*** Begin section ***
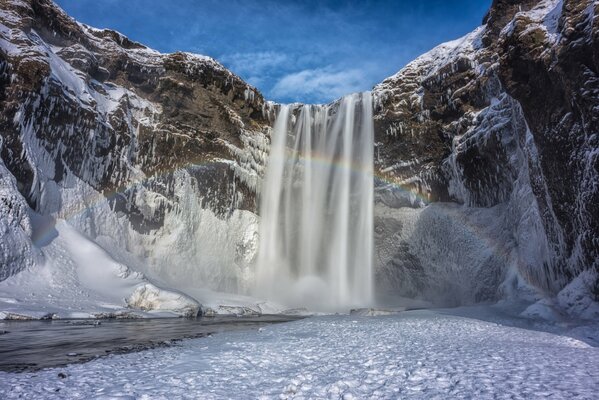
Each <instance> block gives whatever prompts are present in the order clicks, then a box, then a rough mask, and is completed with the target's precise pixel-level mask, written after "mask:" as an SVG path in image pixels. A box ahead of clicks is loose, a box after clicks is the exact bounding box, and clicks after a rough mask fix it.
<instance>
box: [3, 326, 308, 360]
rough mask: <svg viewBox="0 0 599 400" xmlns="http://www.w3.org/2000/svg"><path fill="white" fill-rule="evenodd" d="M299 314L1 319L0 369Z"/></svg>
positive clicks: (135, 344) (148, 346)
mask: <svg viewBox="0 0 599 400" xmlns="http://www.w3.org/2000/svg"><path fill="white" fill-rule="evenodd" d="M295 319H298V318H297V317H289V316H280V315H271V316H268V315H265V316H259V317H234V316H233V317H228V316H226V317H225V316H222V317H214V318H200V319H180V318H159V319H121V320H53V321H0V370H2V371H11V372H21V371H35V370H38V369H42V368H49V367H58V366H62V365H66V364H71V363H76V362H86V361H90V360H93V359H94V358H97V357H101V356H105V355H108V354H118V353H127V352H132V351H139V350H144V349H149V348H154V347H158V346H169V345H172V344H174V343H176V342H177V341H179V340H181V339H186V338H198V337H204V336H208V335H211V334H215V333H219V332H225V331H233V330H241V329H257V328H259V327H261V326H264V325H268V324H274V323H280V322H287V321H292V320H295Z"/></svg>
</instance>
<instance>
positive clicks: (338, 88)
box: [270, 66, 366, 102]
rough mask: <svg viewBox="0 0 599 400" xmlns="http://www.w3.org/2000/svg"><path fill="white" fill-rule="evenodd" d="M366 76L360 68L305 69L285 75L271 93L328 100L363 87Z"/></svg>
mask: <svg viewBox="0 0 599 400" xmlns="http://www.w3.org/2000/svg"><path fill="white" fill-rule="evenodd" d="M365 79H366V77H365V75H364V71H362V70H358V69H347V70H336V69H334V68H333V67H330V66H329V67H326V68H316V69H305V70H302V71H299V72H295V73H291V74H288V75H285V76H283V77H282V78H281V79H279V81H278V82H277V83H276V84H275V85H274V87H273V88H272V90H271V91H270V95H271V96H272V97H275V98H288V99H302V98H303V99H306V98H307V99H310V100H312V101H316V102H327V101H329V100H330V99H331V98H338V97H341V96H344V95H346V94H348V93H352V92H357V91H360V90H362V89H363V86H364V81H365Z"/></svg>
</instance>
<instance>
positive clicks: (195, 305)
mask: <svg viewBox="0 0 599 400" xmlns="http://www.w3.org/2000/svg"><path fill="white" fill-rule="evenodd" d="M126 302H127V305H128V306H129V307H131V308H139V309H141V310H144V311H170V312H174V313H176V314H180V315H182V316H184V317H196V316H197V315H198V313H199V312H200V307H201V306H200V304H199V303H198V302H197V301H195V300H193V299H191V298H189V297H187V296H185V295H183V294H181V293H175V292H172V291H168V290H163V289H159V288H157V287H156V286H154V285H152V284H151V283H146V284H143V285H140V286H138V287H136V288H135V290H134V291H133V293H132V294H131V296H129V297H128V298H127V300H126Z"/></svg>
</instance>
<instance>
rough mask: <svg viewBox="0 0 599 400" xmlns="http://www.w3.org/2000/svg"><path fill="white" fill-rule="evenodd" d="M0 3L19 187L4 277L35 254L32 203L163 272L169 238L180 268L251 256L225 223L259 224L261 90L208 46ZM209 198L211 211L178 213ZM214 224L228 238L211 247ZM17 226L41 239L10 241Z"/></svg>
mask: <svg viewBox="0 0 599 400" xmlns="http://www.w3.org/2000/svg"><path fill="white" fill-rule="evenodd" d="M1 5H2V7H1V13H0V23H1V25H0V26H1V27H2V29H1V31H0V42H1V49H0V132H1V136H0V138H1V140H0V155H1V159H2V164H3V168H2V176H3V179H4V180H5V181H6V182H9V181H10V182H13V183H11V185H12V186H13V190H11V191H10V194H8V193H7V194H6V196H3V202H2V212H3V213H4V214H7V215H10V216H11V218H10V219H7V220H6V222H5V221H4V220H3V222H2V223H3V224H6V225H7V228H6V229H7V231H8V230H10V235H8V234H7V235H6V238H7V239H6V240H5V239H4V238H3V239H2V240H1V241H2V243H3V247H5V248H4V249H3V250H4V251H3V252H2V255H1V256H0V261H1V263H2V268H1V269H0V270H1V271H2V272H1V273H0V278H3V277H6V276H9V275H12V274H13V273H15V272H17V271H18V270H21V269H23V268H24V267H26V266H30V265H32V264H33V263H34V259H35V258H36V256H33V255H31V253H35V248H36V247H39V246H35V243H34V242H35V236H36V235H37V234H36V233H33V234H32V233H31V232H32V228H31V221H30V220H29V216H28V213H27V212H21V211H18V210H22V209H23V204H28V205H29V206H30V207H31V209H32V210H34V211H35V212H36V213H39V214H41V215H45V216H52V217H53V218H65V219H67V220H69V221H70V222H71V223H72V224H74V225H75V226H77V227H78V229H80V230H82V231H83V232H84V233H85V234H87V235H88V236H89V237H91V238H98V237H99V238H102V237H104V238H105V241H110V242H112V243H105V244H104V245H105V246H106V247H108V248H116V249H119V248H124V250H125V251H126V252H129V253H132V254H134V255H135V256H139V257H142V258H143V257H150V258H152V257H154V259H155V260H156V262H155V263H150V264H152V265H154V267H155V268H158V269H159V270H164V271H163V272H161V273H159V274H158V275H159V276H161V277H165V276H166V275H168V274H169V272H168V269H169V268H167V267H165V266H160V265H163V264H165V263H166V260H167V259H168V258H169V257H168V255H167V254H156V253H157V250H155V248H157V247H160V246H159V245H160V243H161V242H162V243H164V246H167V244H166V242H165V238H169V240H168V242H169V243H172V242H175V243H176V242H180V243H179V244H178V245H177V247H178V249H177V250H174V249H171V250H170V251H171V252H172V253H173V254H171V257H170V258H171V261H170V262H168V263H166V264H169V265H170V267H171V268H173V269H176V268H177V266H178V265H183V264H185V265H187V264H195V263H196V262H197V261H195V262H194V261H193V260H194V257H195V256H198V259H200V260H201V259H203V260H204V262H210V263H212V264H214V265H213V267H214V268H217V267H219V266H217V265H216V261H215V259H216V258H218V257H219V256H220V255H221V254H220V253H219V252H223V253H225V252H227V251H230V252H231V253H232V255H230V256H228V259H229V261H231V263H233V261H235V260H234V259H236V258H239V257H241V258H243V257H244V255H237V251H236V248H237V247H238V246H241V247H243V246H245V245H244V244H243V243H239V242H238V241H237V239H236V235H235V234H234V233H231V232H229V231H230V229H232V228H229V225H228V224H229V222H230V219H231V218H232V217H233V219H235V218H237V219H239V218H241V219H244V220H247V224H246V225H247V226H248V227H249V228H248V229H249V230H250V231H252V232H253V231H255V221H254V219H255V216H254V215H253V213H252V212H255V209H256V202H255V189H256V186H257V185H258V184H259V175H260V174H261V173H262V168H263V163H264V159H265V156H266V153H265V151H266V147H265V143H266V140H267V139H266V138H267V136H266V135H267V134H268V131H269V129H270V128H269V125H270V122H269V120H268V118H269V113H272V110H271V106H270V105H269V104H267V103H265V101H264V99H263V98H262V96H261V95H260V93H258V92H257V91H256V90H255V89H254V88H253V87H251V86H249V85H247V84H246V83H245V82H243V81H242V80H241V79H240V78H239V77H237V76H235V75H234V74H232V73H231V72H230V71H228V70H226V69H225V68H224V67H223V66H222V65H220V64H219V63H217V62H216V61H214V60H212V59H210V58H208V57H204V56H198V55H193V54H187V53H174V54H160V53H158V52H156V51H154V50H151V49H148V48H147V47H145V46H143V45H141V44H139V43H135V42H133V41H131V40H129V39H127V38H126V37H124V36H122V35H121V34H119V33H117V32H114V31H110V30H97V29H94V28H91V27H87V26H84V25H81V24H79V23H77V22H76V21H74V20H73V19H71V18H70V17H68V16H67V15H66V14H64V12H62V10H60V9H59V8H58V7H57V6H56V5H55V4H54V3H53V2H52V1H49V0H31V1H9V0H6V1H5V0H2V2H1ZM14 189H18V192H16V191H15V190H14ZM6 191H9V189H8V188H7V189H6ZM23 200H24V201H23ZM25 202H26V203H25ZM189 203H190V204H189ZM184 204H185V206H184V207H183V205H184ZM192 206H193V207H192ZM25 207H26V206H25ZM182 207H183V208H185V210H183V211H182V210H181V208H182ZM194 207H195V208H194ZM192 209H193V210H194V211H191V210H192ZM200 210H204V211H205V212H206V213H207V214H206V215H204V217H203V219H202V218H200V217H199V216H198V215H186V216H185V217H182V215H183V214H185V213H192V214H193V213H194V212H195V214H201V212H200ZM243 210H250V211H251V212H250V211H248V212H245V213H243V212H242V211H243ZM234 213H236V215H235V216H233V214H234ZM240 213H241V214H240ZM181 218H183V219H185V224H186V225H185V226H186V229H187V231H183V230H180V229H179V230H177V231H175V232H173V230H172V229H170V227H169V226H170V225H172V224H174V222H172V221H174V220H176V219H181ZM206 219H208V220H209V221H206ZM200 220H201V221H200ZM169 221H171V222H169ZM180 225H183V222H181V221H180ZM200 225H203V226H202V227H201V228H200ZM207 226H208V227H207ZM244 229H245V228H244V227H242V228H241V229H240V230H241V233H239V234H237V236H239V235H241V236H243V235H244V234H245V231H244ZM33 230H34V231H37V230H43V228H40V229H37V228H35V227H34V228H33ZM208 232H210V233H208ZM215 233H216V234H218V233H220V234H221V235H227V237H228V238H229V241H230V242H231V243H230V244H228V245H225V246H221V248H220V249H218V248H216V249H215V248H214V247H218V246H215V244H216V243H213V241H216V242H218V240H219V239H218V236H214V234H215ZM15 235H16V236H17V237H21V236H23V237H33V242H32V241H31V239H28V240H25V241H24V243H23V244H22V246H12V245H10V243H13V242H14V240H8V237H9V236H11V237H15ZM32 235H33V236H32ZM40 235H43V233H40ZM204 235H208V236H210V235H212V236H214V238H213V239H211V241H210V244H208V243H207V244H206V246H207V247H208V249H206V248H204V247H203V246H200V247H202V249H201V250H197V251H196V250H194V249H193V246H194V245H195V243H194V241H196V240H197V241H199V240H200V239H202V240H203V242H206V240H205V238H203V236H204ZM250 236H252V235H250ZM221 239H222V238H221ZM248 240H250V241H252V240H254V239H253V236H252V238H251V239H248ZM5 244H6V246H5ZM23 246H25V247H26V248H28V249H30V250H31V249H33V250H31V251H23V250H22V248H21V247H23ZM167 252H168V251H167V250H165V253H167ZM198 252H199V253H200V255H198V254H196V253H198ZM185 254H186V255H185ZM223 257H224V254H223ZM231 257H232V258H233V259H231ZM206 258H208V261H207V260H206ZM249 258H250V259H251V256H250V257H249ZM224 259H227V257H225V258H224ZM192 266H193V265H190V266H189V268H191V267H192ZM154 267H148V268H150V269H152V268H154ZM209 275H211V276H212V278H210V279H208V280H209V281H212V280H216V281H217V282H212V283H213V284H214V285H215V286H216V287H223V288H225V287H226V288H229V289H233V290H235V289H236V285H237V283H235V282H234V281H235V276H237V271H231V273H230V274H226V273H225V274H223V276H226V278H222V279H221V278H218V279H217V278H214V276H220V275H219V274H216V273H214V272H212V273H210V274H209ZM202 278H206V277H205V276H202ZM231 281H233V282H231Z"/></svg>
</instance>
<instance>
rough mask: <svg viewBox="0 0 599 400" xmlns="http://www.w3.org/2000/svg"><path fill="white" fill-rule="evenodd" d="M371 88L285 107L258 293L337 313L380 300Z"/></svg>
*** End section ***
Your instructions:
The required output is the exact run of lines from the start of the records through the line containing "box: [270, 66, 366, 102]", both ends included, with no pictures.

Solution below:
Each <instance> block gives whatever prompts are present in the order clicks, then a box, then a rough mask, and is completed with the target's precise pixel-level mask, written after "mask:" as an SVG path in image pixels. A box ahead of clicks is loose, a box after clicks is the exact bounding box, and clicks after a rough mask fix it.
<instance>
box: [3, 326, 308, 360]
rough mask: <svg viewBox="0 0 599 400" xmlns="http://www.w3.org/2000/svg"><path fill="white" fill-rule="evenodd" d="M299 314L1 319L0 369Z"/></svg>
positive clicks: (135, 344) (148, 346)
mask: <svg viewBox="0 0 599 400" xmlns="http://www.w3.org/2000/svg"><path fill="white" fill-rule="evenodd" d="M295 319H298V318H297V317H289V316H280V315H271V316H268V315H265V316H259V317H234V316H233V317H228V316H226V317H225V316H222V317H214V318H200V319H180V318H159V319H121V320H53V321H0V370H2V371H11V372H21V371H35V370H38V369H42V368H49V367H58V366H62V365H66V364H71V363H76V362H86V361H90V360H93V359H94V358H97V357H101V356H105V355H108V354H118V353H127V352H132V351H139V350H144V349H149V348H154V347H158V346H169V345H172V344H174V343H176V342H177V341H179V340H181V339H186V338H198V337H204V336H208V335H211V334H215V333H219V332H225V331H233V330H241V329H257V328H259V327H261V326H264V325H268V324H274V323H280V322H287V321H292V320H295Z"/></svg>
</instance>
<instance>
positive clicks: (338, 88)
box: [270, 66, 366, 102]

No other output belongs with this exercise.